▸ **Selected excerpt**:
'''

The Provider Abstraction Layer

class FalProviderAdapter:
    """Unified interface for all Fal-hosted models"""
    
    def submit(self, prompt: str, model_id: str, **kwargs):
        """Submit to any model through Fal's gateway"""
        # This abstraction saved us during the ComfyUI migration
        handler = fal.queue.submit(
            model_id,
            input={"prompt": prompt, **kwargs}
        )
        return handler.request_id
    
    def create_workflow(self, steps: List[dict]):
        """Chain multiple Fal endpoints into a workflow"""
        results = []
        previous_output = None
        
        for step in steps:
            if step['type'] == 'image':
                previous_output = fal.run("gpt-image", 
                                         prompt=step['prompt'])
            elif step['type'] == 'video':
                previous_output = fal.run("seedance",
                                         image=previous_output,
                                         motion=step['motion'])
            elif step['type'] == 'audio':
                previous_output = fal.run("mmaudio",
                                         video=previous_output,
                                         style=step['style'])
            results.append(previous_output)
        
        return results[-1]  # Return final output

This architecture--all written by AI--enabled us to seamlessly switch providers, chain models, and scale to thousands of concurrent generations.

Technical Takeaways from AI-Assisted Development

Let AI handle the boilerplate - LLMs excel at CRUD operations, API endpoints, and standard patterns. Your job is the architecture.
Boring technology still wins - Django, PostgreSQL, Redis. Even AI knows to reach for proven tools on critical paths.
Abstractions are more important when AI codes - Good interfaces let you swap implementations without explaining the entire codebase to the AI again.
AI makes prototyping insanely fast - I went from "what if we had multiple video providers?" to working implementation in 2 hours.
Documentation is your conversation with future AI - Every comment helps the next AI session understand what past AI sessions built.
CLI tools are game-changers - The jump from copy-paste to direct codebase modification (Codex, Claude Code) is like going from dial-up to broadband.
Product vision beats technical prowess - When AI can implement anything, the question becomes what's worth implementing.

'''

▸ **Data provided**:

'''

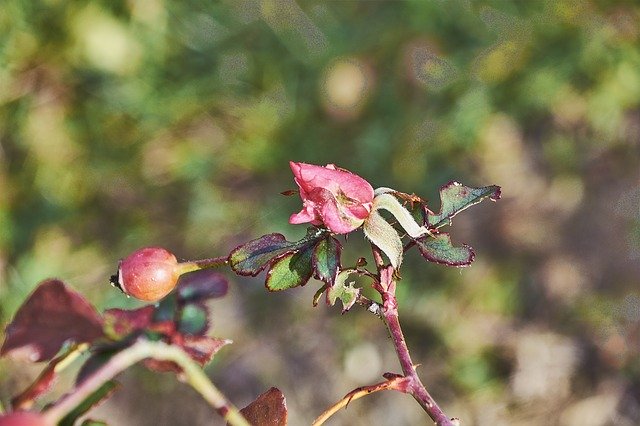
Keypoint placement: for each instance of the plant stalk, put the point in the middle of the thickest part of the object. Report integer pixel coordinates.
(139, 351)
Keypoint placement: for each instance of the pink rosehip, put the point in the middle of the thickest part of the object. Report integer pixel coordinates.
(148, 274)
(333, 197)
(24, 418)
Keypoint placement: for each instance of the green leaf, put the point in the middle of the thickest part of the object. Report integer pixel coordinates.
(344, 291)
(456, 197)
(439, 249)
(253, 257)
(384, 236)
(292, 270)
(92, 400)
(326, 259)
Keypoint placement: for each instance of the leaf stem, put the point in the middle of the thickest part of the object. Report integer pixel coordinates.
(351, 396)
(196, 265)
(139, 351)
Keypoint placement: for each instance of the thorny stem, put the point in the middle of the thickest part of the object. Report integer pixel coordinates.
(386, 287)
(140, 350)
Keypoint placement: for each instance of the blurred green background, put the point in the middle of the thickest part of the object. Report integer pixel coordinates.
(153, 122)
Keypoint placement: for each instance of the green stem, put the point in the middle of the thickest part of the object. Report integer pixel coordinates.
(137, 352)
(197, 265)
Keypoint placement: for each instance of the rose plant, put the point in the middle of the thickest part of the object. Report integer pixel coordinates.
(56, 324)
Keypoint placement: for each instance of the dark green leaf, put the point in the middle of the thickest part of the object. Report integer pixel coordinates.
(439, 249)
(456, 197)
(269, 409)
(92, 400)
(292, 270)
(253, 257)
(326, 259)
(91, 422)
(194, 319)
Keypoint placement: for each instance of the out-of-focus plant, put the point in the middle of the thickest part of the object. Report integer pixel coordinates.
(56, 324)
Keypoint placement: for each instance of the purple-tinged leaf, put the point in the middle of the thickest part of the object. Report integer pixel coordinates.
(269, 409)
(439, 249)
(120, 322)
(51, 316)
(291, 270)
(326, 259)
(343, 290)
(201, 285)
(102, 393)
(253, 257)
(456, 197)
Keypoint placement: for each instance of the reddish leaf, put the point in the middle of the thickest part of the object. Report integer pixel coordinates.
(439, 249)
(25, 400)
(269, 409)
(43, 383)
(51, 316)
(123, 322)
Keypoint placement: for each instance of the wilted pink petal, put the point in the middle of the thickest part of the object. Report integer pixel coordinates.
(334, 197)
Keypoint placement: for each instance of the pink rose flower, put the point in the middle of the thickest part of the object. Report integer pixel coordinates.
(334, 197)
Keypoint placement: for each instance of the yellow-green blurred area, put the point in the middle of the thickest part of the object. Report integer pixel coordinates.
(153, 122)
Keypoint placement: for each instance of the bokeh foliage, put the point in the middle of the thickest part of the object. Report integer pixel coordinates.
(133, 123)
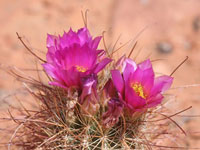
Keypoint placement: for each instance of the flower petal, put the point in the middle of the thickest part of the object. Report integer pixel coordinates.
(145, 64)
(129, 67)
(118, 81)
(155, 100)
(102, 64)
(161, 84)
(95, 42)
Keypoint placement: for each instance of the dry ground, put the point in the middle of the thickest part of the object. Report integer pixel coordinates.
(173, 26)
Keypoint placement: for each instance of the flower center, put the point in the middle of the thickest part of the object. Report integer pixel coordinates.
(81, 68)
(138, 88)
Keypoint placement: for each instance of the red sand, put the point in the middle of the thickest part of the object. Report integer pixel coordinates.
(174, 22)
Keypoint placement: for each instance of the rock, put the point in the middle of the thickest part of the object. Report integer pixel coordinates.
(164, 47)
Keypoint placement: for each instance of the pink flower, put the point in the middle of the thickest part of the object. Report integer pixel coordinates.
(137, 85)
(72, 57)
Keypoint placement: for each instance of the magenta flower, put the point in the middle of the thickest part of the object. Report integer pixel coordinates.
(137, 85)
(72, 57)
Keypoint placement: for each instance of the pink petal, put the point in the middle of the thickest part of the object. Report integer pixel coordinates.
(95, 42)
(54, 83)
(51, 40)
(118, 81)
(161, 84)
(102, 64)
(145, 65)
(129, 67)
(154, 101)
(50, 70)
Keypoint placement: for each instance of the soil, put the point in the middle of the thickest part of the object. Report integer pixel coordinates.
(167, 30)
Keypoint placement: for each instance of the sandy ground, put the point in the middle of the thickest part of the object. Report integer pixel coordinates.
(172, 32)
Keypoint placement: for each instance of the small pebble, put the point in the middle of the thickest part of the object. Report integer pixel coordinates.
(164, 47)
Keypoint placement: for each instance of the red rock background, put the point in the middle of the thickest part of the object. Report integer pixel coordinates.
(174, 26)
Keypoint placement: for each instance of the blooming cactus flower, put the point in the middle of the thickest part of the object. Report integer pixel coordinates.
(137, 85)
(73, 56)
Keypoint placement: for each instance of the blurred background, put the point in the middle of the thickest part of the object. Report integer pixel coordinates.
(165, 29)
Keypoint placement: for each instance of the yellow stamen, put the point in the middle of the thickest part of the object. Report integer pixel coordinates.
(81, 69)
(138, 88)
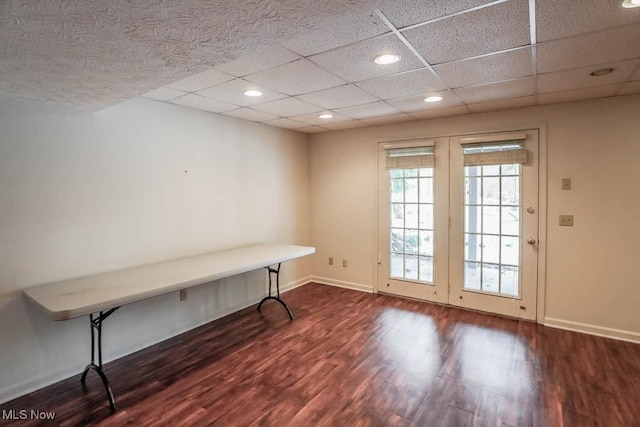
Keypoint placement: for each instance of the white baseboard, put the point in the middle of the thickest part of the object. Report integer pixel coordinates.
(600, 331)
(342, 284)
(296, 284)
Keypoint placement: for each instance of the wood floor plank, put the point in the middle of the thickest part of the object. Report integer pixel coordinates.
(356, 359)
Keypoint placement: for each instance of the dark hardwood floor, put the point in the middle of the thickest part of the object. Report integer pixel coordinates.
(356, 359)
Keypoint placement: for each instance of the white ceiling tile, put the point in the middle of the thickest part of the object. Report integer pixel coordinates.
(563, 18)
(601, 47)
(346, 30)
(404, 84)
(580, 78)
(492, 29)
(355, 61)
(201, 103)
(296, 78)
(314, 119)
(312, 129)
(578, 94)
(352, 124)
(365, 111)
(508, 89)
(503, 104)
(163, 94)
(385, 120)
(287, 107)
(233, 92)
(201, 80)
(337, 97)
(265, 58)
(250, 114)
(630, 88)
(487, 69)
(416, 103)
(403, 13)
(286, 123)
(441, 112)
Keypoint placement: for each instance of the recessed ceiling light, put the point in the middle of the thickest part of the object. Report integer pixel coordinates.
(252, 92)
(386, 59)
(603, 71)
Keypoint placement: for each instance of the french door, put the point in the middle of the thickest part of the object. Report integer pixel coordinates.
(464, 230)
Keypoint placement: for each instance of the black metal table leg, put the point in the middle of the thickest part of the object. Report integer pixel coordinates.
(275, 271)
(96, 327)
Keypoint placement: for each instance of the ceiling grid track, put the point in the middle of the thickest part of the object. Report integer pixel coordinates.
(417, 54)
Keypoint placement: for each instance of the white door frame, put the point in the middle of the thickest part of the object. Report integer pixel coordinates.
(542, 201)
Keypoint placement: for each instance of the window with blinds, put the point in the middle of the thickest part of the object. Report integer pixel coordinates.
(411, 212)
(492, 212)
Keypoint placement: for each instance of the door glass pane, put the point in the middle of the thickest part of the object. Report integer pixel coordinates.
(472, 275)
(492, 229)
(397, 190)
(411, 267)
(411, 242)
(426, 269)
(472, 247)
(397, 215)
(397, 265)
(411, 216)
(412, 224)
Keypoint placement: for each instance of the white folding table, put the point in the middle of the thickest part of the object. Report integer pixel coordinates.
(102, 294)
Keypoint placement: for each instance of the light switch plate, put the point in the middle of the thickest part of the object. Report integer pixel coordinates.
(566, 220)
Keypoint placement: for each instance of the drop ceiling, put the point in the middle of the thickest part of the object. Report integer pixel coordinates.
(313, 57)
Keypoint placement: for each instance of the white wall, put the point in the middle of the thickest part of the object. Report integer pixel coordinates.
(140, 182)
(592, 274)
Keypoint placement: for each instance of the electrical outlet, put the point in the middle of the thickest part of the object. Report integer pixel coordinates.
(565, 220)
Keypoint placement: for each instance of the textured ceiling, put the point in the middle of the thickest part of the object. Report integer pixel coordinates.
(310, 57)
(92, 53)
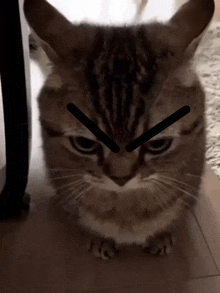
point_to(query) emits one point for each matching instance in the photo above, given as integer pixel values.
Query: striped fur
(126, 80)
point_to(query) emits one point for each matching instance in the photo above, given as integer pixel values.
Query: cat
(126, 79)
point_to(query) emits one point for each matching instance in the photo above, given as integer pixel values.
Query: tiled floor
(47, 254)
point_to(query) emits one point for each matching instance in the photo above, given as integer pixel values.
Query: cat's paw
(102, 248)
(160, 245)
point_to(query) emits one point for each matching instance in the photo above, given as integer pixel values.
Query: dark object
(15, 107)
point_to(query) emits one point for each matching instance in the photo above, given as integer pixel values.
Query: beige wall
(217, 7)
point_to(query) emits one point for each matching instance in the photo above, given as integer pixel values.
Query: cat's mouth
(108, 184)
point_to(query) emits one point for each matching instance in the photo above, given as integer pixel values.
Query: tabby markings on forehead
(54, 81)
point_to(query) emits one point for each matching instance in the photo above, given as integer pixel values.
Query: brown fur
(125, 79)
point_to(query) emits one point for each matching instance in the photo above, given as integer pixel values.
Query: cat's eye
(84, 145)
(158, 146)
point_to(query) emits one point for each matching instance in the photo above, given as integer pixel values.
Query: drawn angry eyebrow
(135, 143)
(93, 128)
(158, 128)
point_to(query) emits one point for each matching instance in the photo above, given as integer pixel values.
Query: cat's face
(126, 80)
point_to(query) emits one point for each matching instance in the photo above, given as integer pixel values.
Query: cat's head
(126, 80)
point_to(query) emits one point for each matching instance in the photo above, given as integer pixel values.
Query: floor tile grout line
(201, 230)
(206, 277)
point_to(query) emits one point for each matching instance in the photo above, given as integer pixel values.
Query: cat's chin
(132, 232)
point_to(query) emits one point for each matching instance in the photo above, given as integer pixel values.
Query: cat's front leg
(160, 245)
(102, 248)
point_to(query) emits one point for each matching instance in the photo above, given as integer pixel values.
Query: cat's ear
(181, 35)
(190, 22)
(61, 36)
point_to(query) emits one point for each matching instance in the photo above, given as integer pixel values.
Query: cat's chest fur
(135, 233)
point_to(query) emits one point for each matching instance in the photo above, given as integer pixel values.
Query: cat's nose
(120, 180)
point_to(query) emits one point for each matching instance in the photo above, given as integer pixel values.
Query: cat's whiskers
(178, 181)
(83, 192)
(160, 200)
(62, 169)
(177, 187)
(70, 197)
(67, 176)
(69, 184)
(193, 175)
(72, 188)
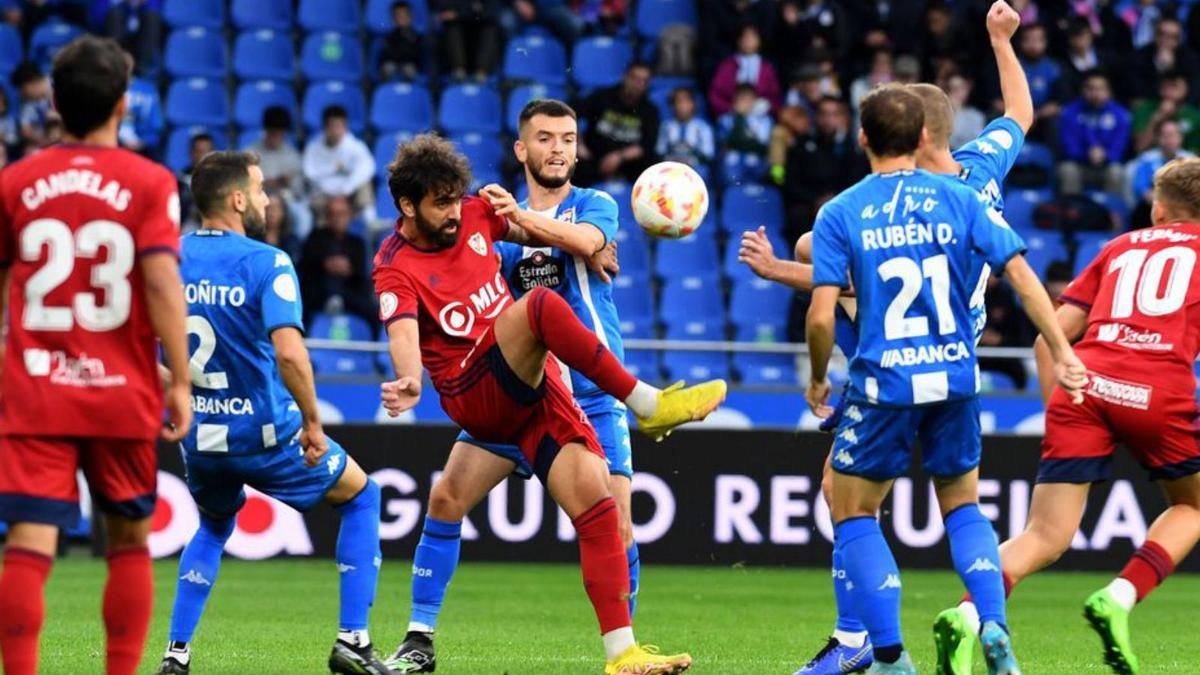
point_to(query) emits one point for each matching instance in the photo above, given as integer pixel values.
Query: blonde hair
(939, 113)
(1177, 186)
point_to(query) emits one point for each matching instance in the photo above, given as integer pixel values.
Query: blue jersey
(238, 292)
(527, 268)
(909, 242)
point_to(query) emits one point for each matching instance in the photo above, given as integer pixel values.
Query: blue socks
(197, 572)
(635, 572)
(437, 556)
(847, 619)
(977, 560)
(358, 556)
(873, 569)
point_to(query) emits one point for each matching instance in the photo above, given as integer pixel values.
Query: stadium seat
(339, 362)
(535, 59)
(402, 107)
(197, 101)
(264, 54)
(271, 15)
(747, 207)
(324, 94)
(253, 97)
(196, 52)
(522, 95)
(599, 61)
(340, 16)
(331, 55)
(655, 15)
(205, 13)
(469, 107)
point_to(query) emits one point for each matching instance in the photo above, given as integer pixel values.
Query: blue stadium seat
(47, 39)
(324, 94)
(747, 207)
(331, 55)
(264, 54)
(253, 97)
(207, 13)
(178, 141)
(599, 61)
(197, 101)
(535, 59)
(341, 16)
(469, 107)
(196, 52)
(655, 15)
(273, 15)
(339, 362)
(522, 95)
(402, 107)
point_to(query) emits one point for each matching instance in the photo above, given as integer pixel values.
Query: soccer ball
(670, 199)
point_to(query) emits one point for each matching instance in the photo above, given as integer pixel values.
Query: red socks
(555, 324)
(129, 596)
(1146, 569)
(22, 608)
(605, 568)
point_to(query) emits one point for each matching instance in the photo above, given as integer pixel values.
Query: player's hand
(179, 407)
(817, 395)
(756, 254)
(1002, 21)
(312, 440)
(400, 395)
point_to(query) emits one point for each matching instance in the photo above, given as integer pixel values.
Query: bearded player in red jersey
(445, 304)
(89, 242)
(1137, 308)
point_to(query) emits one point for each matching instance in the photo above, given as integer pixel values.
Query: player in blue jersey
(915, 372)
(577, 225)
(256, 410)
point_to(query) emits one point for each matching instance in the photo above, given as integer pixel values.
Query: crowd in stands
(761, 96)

'''

▸ **Work instructions**:
A. According to the text on the provider abstraction layer, which three tools show that boring technology still wins?
B. Resume the text on the provider abstraction layer after its last takeaway and carry it forward.
The rows are separate material and are not part of the text on the provider abstraction layer.

▸ **Outputs for the tasks**:
A. Django, PostgreSQL, and Redis.

B.
Users still don't care about your architecture - They care that videos load fast and look cool. Even if AI wrote it all.

The Stack Today

Status: Post-Sora 2 reflection mode
Videos Generated: ~9,000
Bots Deployed: Too many to count
Code I Wrote: 0 lines
Code LLMs Wrote: All of it (~100,000 lines)
Lessons Learned: Priceless

SlopTok taught me that the future of development isn't about writing code--it's about designing experiences. It taught me that embracing the meme (literally, "AI slop") can lead to something genuinely interesting. Most importantly, it taught me that when AI can build anything, the question becomes: what's worth building?

The platform proved its point: AI can build AI, bots can create culture, and sometimes the best response to technological change is to lean into the absurd. Somewhere in those 9,000 videos is proof that the interesting frontier isn't perfection--it's personality.

Is it art? Is it slop? Does it matter?

The 9,000 videos I generated say: probably not. But it was fun finding out.

Epilogue: On Timing

They say timing is everything in startups. I built a generative video platform right before the biggest generative video breakthrough in history. Some would call that terrible timing.

I call it perfect timing.

I got to explore the weird frontier before it became mainstream. I got to build something absurd before everyone started taking it seriously. Most importantly, I got to learn what it means to build products in the age of AI--both as the builder and the built.

The future won't be about who can code. It'll be about who can imagine. And if there's one thing SlopTok proved, it's that imagination doesn't have to be serious to be valuable.

Sometimes, embracing the slop is enough.